(Supplied records):
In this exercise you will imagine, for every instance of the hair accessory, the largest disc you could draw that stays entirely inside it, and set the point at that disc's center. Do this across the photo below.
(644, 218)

--

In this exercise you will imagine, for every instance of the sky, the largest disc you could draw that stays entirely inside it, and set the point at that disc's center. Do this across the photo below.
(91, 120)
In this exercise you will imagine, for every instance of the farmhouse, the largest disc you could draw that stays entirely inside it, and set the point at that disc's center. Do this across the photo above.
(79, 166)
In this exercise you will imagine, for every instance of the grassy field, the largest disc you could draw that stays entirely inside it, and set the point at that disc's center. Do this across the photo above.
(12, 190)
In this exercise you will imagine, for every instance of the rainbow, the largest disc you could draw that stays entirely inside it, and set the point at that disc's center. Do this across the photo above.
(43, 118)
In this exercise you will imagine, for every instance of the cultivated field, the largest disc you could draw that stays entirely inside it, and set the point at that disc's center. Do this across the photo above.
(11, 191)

(Aim): Gather every line of the entries above that contains the word "below" and copy each of those lines in full.

(Correct answer):
In this exercise you will imagine, for every instance of the hair accessory, the largest disc you could draw that stays entirely inside it, and set the point at that disc's center. Do this across the photo below.
In this exercise you will imagine, for every instance of the sky, the largest disc you could draw that stays entirely inside it, and set the point at that disc's center. Do this across the photo below.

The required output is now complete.